Object position labeling entries
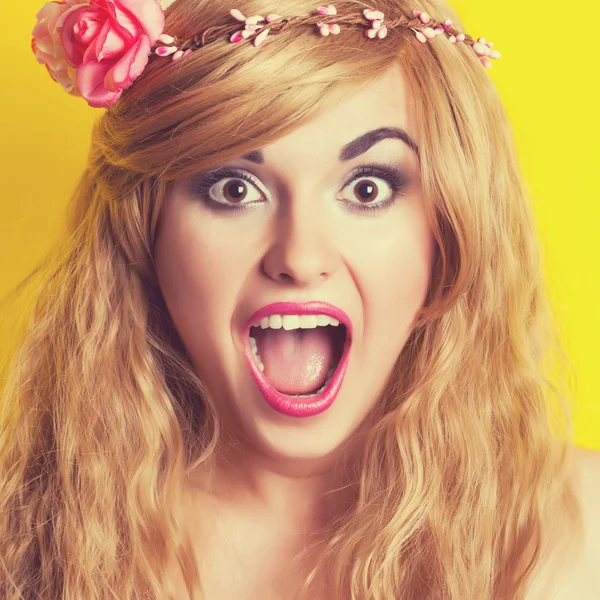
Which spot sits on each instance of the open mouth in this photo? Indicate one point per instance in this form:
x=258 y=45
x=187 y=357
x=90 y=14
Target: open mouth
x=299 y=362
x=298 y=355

What the task asks: Collect every line in the rows above that contains the string "open", matching uppercase and lowercase exactly.

Problem solution:
Which spot sits on each instance of the open mouth in this photo? Indicate one point per instance in this form:
Target: open mouth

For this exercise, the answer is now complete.